» Text provided:

━━━━━━━━━━━━━━━━━━━━━━━━━━━━━━

Marley Cole's "Jehovah's Witnesses - The New World Society"

by witnessgirl 32 Replies latest watchtower bible

  • Honesty
    Honesty

    He is a JW. Might be dead now.

    I knew his sister. She's dead.

    I know 2 of his nephews. Both are local elders. Typical JW elders.

  • witnessgirl
    witnessgirl

    BONEZZ couldn't be more correct. Cole didn't even try to sound like an objective outsider. He speaks of Witnesses and the Org in unbelievably glowing terms, and attacks those the Org dislikes (Roman Catholics particularly) with incredible venom.

    I wanted to mention that I've been told that "New World Society" was a fairly common way of referring to Witnesses prior to the 1975 prophetic failure. Interesting that they kept the New World doctrine but dropped the term. An older term for the New System was the New Order, which I'd imagine they quit using because of this book:

  • Nathan Natas
    Nathan Natas

    Was Marley Cole a JW in 1955?

    In 1955 Marley Cole published the book JEHOVAH'S WITNESSES The New World Society. This book has often been presented as an "objective" reportage on the Watchtower Bible & Tract Society.

    But is it?

    Consider, if you will, what Marley Cole himself has to say in his autobiography THE HARVEST OF OUR LIVES, published in 1996 by Stoops publishing:

    Quote:
    pages 5-8:

    ...The speaker was Nathan H. Knorr, the new president of the Watch Tower Society. He was delivering his first key address to a convention of Jehovah's Witnesses in 1942.

━━━━━━━━━━━━━━━━━━━━━━━━━━━━━━

» Set tasks:
**a.** Please copy the thread about Marley Cole's book word for word, starting at "In 1955 Marley" and stopping after "Witnesses in 1942.".
**b.** In the thread about Marley Cole's book, what is the title of Cole's autobiography?

» Material shown:

━━━━━━━━━━━━━━━━━━━━━━━━━━━━━━

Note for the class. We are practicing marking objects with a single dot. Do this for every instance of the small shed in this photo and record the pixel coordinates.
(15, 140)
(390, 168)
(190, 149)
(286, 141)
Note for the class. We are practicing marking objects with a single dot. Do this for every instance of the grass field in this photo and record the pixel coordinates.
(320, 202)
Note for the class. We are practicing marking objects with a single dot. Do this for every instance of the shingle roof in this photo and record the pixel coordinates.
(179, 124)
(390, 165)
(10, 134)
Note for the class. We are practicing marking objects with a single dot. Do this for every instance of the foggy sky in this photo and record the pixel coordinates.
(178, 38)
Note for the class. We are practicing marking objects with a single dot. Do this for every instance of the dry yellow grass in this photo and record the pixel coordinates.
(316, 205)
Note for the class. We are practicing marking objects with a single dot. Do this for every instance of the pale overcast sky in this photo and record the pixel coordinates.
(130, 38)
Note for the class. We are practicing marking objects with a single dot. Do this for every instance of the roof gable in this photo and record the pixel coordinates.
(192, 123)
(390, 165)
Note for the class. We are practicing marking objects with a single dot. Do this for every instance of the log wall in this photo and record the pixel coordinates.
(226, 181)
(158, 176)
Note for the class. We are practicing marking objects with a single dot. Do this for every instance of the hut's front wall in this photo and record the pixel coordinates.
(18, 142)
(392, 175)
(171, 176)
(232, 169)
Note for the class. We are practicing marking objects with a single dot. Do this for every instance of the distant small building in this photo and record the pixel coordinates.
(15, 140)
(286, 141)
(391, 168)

━━━━━━━━━━━━━━━━━━━━━━━━━━━━━━

» Answers to the exercise:
**a.**
In 1955 Marley Cole published the book JEHOVAH'S WITNESSES The New World Society. This book has often been presented as an "objective" reportage on the Watchtower Bible & Tract Society.

    But is it?

    Consider, if you will, what Marley Cole himself has to say in his autobiography THE HARVEST OF OUR LIVES, published in 1996 by Stoops publishing:

    Quote:
    pages 5-8:

    ...The speaker was Nathan H. Knorr, the new president of the Watch Tower Society. He was delivering his first key address to a convention of Jehovah's Witnesses in 1942.

**b.** THE HARVEST OF OUR LIVES